* start *

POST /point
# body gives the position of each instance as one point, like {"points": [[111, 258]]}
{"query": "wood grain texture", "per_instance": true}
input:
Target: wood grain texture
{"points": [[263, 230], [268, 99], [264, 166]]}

* end *

▶ PROBLEM DETAILS: Can you rewrite the entries with "wood grain texture" replaced by "bark texture" and everything else left unchanged?

▶ SOLUTION TO THIS EXERCISE:
POST /point
# body gives the position of each instance as one point, like {"points": [[111, 258]]}
{"query": "bark texture", "per_instance": true}
input:
Target: bark texture
{"points": [[263, 230], [268, 99], [264, 166]]}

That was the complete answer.